[Stored data]
:::

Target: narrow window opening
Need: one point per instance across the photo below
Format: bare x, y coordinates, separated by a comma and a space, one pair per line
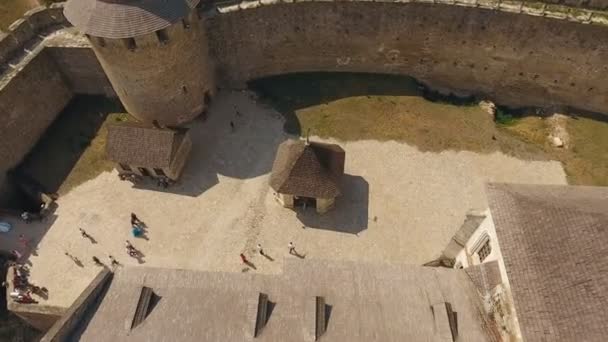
130, 43
162, 36
484, 251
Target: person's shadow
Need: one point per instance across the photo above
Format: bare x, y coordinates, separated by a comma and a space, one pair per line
297, 254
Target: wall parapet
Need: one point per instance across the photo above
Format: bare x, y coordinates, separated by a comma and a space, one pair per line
537, 9
28, 30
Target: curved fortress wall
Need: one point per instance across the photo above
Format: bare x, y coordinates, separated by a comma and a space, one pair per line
162, 76
515, 59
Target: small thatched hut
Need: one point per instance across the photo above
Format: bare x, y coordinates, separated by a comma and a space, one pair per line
307, 174
147, 150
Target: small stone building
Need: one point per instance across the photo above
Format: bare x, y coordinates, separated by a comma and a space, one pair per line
148, 151
307, 174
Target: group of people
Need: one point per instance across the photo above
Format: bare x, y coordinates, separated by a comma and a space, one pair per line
22, 288
137, 226
163, 182
290, 246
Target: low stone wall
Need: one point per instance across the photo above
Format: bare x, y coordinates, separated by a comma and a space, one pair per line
516, 53
43, 63
65, 326
26, 30
81, 70
39, 316
28, 105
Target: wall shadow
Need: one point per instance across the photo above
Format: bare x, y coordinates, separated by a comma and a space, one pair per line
350, 214
65, 140
217, 150
290, 92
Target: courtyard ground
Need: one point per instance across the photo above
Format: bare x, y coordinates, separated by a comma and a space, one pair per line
399, 204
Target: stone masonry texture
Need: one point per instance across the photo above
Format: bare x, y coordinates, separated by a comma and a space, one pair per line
160, 81
515, 59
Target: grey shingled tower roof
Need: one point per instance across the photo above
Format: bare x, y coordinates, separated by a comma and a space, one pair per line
144, 146
125, 18
554, 241
302, 169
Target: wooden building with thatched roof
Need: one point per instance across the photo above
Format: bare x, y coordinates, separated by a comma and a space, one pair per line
148, 151
307, 173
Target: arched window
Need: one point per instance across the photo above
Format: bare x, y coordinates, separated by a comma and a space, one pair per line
482, 247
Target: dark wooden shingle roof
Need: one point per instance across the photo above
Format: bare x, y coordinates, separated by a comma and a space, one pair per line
125, 18
143, 146
369, 302
554, 241
308, 170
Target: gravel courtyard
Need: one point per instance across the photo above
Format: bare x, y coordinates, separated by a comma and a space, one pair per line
399, 205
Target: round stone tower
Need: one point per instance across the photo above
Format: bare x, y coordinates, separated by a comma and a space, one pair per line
154, 53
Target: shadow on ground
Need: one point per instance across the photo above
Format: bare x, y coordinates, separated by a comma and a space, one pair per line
350, 214
246, 152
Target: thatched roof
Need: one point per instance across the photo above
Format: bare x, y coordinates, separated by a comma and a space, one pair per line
554, 241
125, 18
308, 170
143, 146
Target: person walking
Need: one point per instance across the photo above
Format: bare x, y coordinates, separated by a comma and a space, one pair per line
84, 233
113, 261
261, 250
292, 248
23, 241
97, 261
135, 220
16, 254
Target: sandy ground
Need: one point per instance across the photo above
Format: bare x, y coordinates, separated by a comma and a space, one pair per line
405, 205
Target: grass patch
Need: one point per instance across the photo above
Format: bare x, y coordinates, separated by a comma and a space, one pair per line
349, 106
504, 118
72, 150
585, 162
11, 10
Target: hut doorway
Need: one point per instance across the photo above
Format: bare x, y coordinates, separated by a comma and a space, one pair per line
144, 172
304, 202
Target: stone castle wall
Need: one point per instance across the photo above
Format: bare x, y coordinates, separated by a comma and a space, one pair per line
514, 59
28, 105
40, 71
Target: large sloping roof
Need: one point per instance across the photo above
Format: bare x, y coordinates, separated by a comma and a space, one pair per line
303, 169
125, 18
144, 146
554, 241
369, 302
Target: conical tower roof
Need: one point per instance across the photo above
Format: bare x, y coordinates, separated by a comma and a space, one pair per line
125, 18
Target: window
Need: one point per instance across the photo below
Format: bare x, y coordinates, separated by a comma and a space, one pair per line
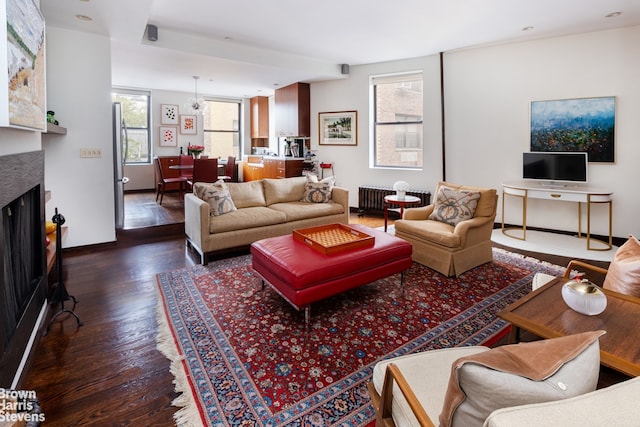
222, 128
397, 120
135, 112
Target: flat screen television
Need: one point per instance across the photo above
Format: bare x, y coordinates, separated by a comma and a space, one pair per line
555, 167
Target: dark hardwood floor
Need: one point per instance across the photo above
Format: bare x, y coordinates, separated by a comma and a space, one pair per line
109, 372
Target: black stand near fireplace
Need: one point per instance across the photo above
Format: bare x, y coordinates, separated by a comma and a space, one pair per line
60, 294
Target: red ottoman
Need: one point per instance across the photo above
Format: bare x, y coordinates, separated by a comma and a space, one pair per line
303, 275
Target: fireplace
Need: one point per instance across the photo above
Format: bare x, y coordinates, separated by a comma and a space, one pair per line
23, 280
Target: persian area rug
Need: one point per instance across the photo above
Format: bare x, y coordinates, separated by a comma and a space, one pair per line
243, 357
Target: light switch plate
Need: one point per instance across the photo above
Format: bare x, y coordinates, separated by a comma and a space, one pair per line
90, 152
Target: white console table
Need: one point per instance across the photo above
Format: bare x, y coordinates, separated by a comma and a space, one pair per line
578, 194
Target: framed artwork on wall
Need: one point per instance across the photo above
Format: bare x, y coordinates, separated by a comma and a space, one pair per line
338, 128
188, 124
168, 136
169, 114
23, 59
582, 125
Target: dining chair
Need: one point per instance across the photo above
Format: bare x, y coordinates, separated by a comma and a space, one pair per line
204, 170
186, 166
230, 170
162, 182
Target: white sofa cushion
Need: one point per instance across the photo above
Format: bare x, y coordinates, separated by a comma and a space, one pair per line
217, 195
246, 194
616, 405
429, 392
283, 190
538, 371
246, 218
296, 211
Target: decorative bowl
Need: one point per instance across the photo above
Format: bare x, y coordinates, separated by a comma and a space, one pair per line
584, 297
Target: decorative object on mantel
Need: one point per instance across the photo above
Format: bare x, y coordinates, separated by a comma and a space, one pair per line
195, 150
401, 188
51, 117
195, 105
584, 297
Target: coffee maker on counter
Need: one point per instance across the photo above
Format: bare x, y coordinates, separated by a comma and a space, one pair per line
292, 147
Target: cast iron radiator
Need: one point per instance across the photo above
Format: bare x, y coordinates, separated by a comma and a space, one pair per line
371, 198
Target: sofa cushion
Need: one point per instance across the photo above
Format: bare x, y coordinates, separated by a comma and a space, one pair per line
246, 194
216, 195
318, 191
283, 190
453, 206
538, 371
296, 211
257, 216
623, 274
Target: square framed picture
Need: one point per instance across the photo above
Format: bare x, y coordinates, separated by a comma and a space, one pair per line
188, 124
168, 136
169, 114
338, 128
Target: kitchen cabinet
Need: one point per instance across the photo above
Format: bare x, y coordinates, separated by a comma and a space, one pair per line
293, 110
282, 167
252, 171
259, 117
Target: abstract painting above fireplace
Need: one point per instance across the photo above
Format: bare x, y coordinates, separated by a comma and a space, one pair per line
23, 280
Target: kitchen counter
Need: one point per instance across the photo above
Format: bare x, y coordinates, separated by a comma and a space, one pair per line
265, 166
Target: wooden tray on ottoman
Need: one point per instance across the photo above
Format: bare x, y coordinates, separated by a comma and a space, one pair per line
333, 238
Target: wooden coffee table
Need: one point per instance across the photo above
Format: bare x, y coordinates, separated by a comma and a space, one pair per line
545, 314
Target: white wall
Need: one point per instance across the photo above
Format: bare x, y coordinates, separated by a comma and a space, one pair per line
487, 114
351, 164
487, 96
488, 93
79, 91
14, 141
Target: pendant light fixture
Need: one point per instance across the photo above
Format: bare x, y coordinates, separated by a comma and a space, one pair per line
195, 105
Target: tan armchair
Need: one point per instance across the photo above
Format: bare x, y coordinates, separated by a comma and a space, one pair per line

:::

Short task:
Give every record back exactly as it reads, with no images.

Result of the task:
Target: narrow window opening
Need: one point per instance across the photo below
Format: bare x, y coordinates, separated by a comma and a space, one pair per line
130, 43
162, 36
484, 251
Target: person's shadow
Need: one point per instance across the photo above
Format: bare x, y coordinates, separated by a comma and a space, one pair per line
297, 254
Target: wall parapet
Need: one point per instance across the photo above
Format: bare x, y coordinates, separated by a comma and a space, one pair per line
537, 9
28, 30
Target: curved fortress wall
Need: one point per instance across the photo above
Format: bare x, y coordinates, separated by a comma and a space, one pair per line
162, 76
515, 59
Target: small thatched hut
Need: one point per instance across the photo above
Format: bare x, y coordinates, separated by a comma and a space, one pair per line
307, 174
147, 150
Target: small stone building
Need: one point per instance across the photo above
Format: bare x, y coordinates, separated by a comma and a space, one pair per line
148, 151
307, 174
Target: group of people
Need: one point per instance across the photo above
Format: bare x, y coordinates, separated by a comma and a space, one pair per line
22, 288
137, 226
163, 182
290, 246
Target: low stone wall
Need: one point per instance across the photo above
Format: bare x, y coordinates, separated by a comma and a space, one pair per line
516, 53
43, 63
65, 326
26, 30
81, 70
39, 316
28, 105
Target: wall shadow
Need: one point per instance across the photo above
Format: bare x, y coordinates, separated by a comma and a space, one pair per line
350, 214
65, 140
217, 150
290, 92
Target: courtyard ground
Need: one point per instance across the photo above
Format: bare x, y coordinates, separated by a comma and a space, one pair per line
399, 204
Target: stone masonry texture
Need: one point per instance across the photo above
Format: bare x, y coordinates, separated by a comma and a space, one pair per line
160, 81
515, 59
Target: grey shingled tower roof
Need: one point per instance across the photo above
Format: bare x, y coordinates, separated by a comma and a space, one pair per line
144, 146
125, 18
554, 241
302, 169
Target: wooden building with thatched roof
Need: one point per instance across the photo above
Format: bare x, y coordinates, separated by a comma and a space, one pair per line
148, 151
307, 173
Target: arched window
Need: one point per instance across the photo above
Format: bare x, y coordinates, separated by a comma and a space, one pair per line
482, 247
Target: dark wooden shingle roof
Need: one point per instance across the photo above
Format: bare x, y coordinates, separated by a comma and a space, one pair per line
125, 18
143, 146
369, 302
554, 241
308, 170
Target: gravel courtyard
Need: one point per instance across the photo above
Format: bare x, y coordinates, separated by a comma and a space, one pair per line
399, 205
Target: round stone tower
Need: one point per instance across the photo above
Format: bare x, y coordinates, separated by a comma and a space, one pair per line
154, 53
Target: shadow on ground
Need: one point per instance across the photo above
Format: bare x, y coordinates, separated by a comma and a space, one pair per line
350, 214
246, 152
Target: thatched roof
Need: one point per instance across the photo above
Format: bare x, y coordinates, separated by a comma and a space, one pair per line
554, 241
125, 18
308, 170
143, 146
Target: person walking
Need: one point per instance across the photo above
Format: bare x, y coordinates, separated by a comma and a space, one pair per line
84, 233
113, 261
261, 250
292, 248
23, 241
97, 261
135, 220
16, 254
Target: sandy ground
Need: one point per instance across the photo above
Format: bare x, y coordinates, separated by a comma and a space, one pair per line
405, 205
Target: grass patch
Need: one point per instance across the photo above
Format: bare x, y coordinates, separated by a comma and a space, one pair per line
349, 106
504, 118
72, 150
585, 162
11, 10
Target: hut doorway
Need: one point per instance across the photo above
Format: bare x, y coordinates, separated by a comma and a space, one pair per line
144, 172
304, 202
Target: stone castle wall
Need: one point per instance across the photo above
Format: bare x, y coordinates, separated by a comma and a space, one pair per line
514, 59
28, 105
40, 71
Target: large sloping roof
Need: one point per instance across the photo above
Format: bare x, y coordinates, separated by a comma and a space, one pair per line
303, 169
125, 18
144, 146
554, 241
369, 302
Target: conical tower roof
Need: one point per instance across the photo above
Format: bare x, y coordinates, separated by a comma and a space, one pair per line
125, 18
Target: window
Need: one point per instance across the photo below
Format: bare x, y coordinates, separated by a comma and a space, one pair per line
222, 128
397, 120
135, 112
Target: flat screen television
Need: one point per instance across the photo above
Format: bare x, y coordinates, separated by a comma and a space, one pair per line
555, 167
Target: dark hardwood floor
Need: one point per instance across the photo above
Format: bare x, y coordinates, separated by a comma and a space, one pair per line
109, 372
Target: black stand near fireplace
Need: one point per instance across the photo above
Format: bare x, y coordinates, separated by a comma and a space, one pair per line
60, 294
Target: red ottoman
Need: one point per instance across the photo above
Format: bare x, y coordinates, separated by a comma and a space, one pair per line
303, 275
Target: fireplace
Need: one point per instance across the photo above
Format: bare x, y coordinates, separated by a comma and a space, one pair per line
23, 280
Target: persian area rug
Need: one point per instance across the photo above
Format: bare x, y coordinates, separated by a comma and a space, one pair per line
243, 357
Target: light switch plate
Need: one point per instance across the photo above
Format: bare x, y coordinates, separated by a comma and a space, one pair per line
90, 152
Target: white console table
Need: one point per instance across the photo above
Format: bare x, y coordinates, separated by a comma and a space, one pair per line
578, 194
Target: framed artwork on wall
Need: one point per instance across the photo above
Format: bare x, y coordinates, separated by a comma and a space, one pair per line
338, 128
188, 124
168, 136
169, 114
23, 59
582, 125
Target: dining chair
Need: one point per instance across the photo above
Format: bare x, y coordinates, separated by a comma and a space, one pair per line
204, 170
186, 166
230, 170
162, 182
Target: white sofa cushion
Need: one point per instance across the photo above
Format: bare x, y coordinates, separated by a comma and a space, one pair per line
217, 195
246, 194
616, 405
429, 392
283, 190
538, 371
246, 218
296, 211
Target: decorative bowl
Need: one point per instance across the photo above
Format: bare x, y coordinates, separated by a comma and a space, one pair per line
584, 297
Target: decorative object on mantel
Need: one point per instance across the photo above
Format: bare x, y coordinates, separated by a comma and a space, one pair per line
195, 150
401, 188
51, 117
195, 105
584, 297
Target: coffee maker on counter
Need: one point per instance across the photo above
Format: bare x, y coordinates, separated by a comma and a space, one pair per line
292, 147
Target: cast iron radiator
Need: one point per instance across the photo above
Format: bare x, y coordinates, separated by a comma and a space, one pair per line
371, 198
Target: sofa cushion
Need: one point per instance across the photo above
Format: bare x, y coordinates, separated by a comma and a space, one pair per line
246, 194
216, 195
318, 191
283, 190
453, 206
538, 371
296, 211
257, 216
623, 274
Target: square framed picture
Need: one point per instance across the photo above
Format: bare x, y coordinates, separated by a comma and a space, one pair per line
188, 124
168, 136
169, 114
338, 128
Target: kitchen cabinet
Need: one point per instance across the photo above
Format: bare x, y coordinates, separated by a comma and a space, one pair per line
293, 110
282, 167
252, 171
259, 117
Target: abstract painting above fireplace
Need: one point per instance across the photo above
Format: bare x, y coordinates, separated by a comma and a space, one pair per line
23, 280
Target: kitchen counter
Need: one point per instance across the photo above
Format: bare x, y coordinates, separated by a comma and a space, one pair per line
265, 166
Target: wooden tray on ottoman
Need: one point per instance across the photo above
Format: bare x, y coordinates, separated by a comma and a space, one pair per line
333, 238
Target: wooden coffee table
Need: one point per instance across the photo above
Format: bare x, y coordinates, separated by a comma and a space, one pair per line
545, 314
Target: white wall
Need: one point per instance across the photo above
Format: bare x, y coordinates, separated by a comma and a space, one pair per line
487, 114
351, 164
487, 96
488, 93
79, 91
14, 141
Target: pendant light fixture
Need: one point per instance across the photo above
Format: bare x, y coordinates, separated by a comma and a space, one pair per line
195, 105
Target: tan armchair
Need: one point per instance across the photo above
Format: bare x, y coordinates, separated by a comma and a space, one pair per line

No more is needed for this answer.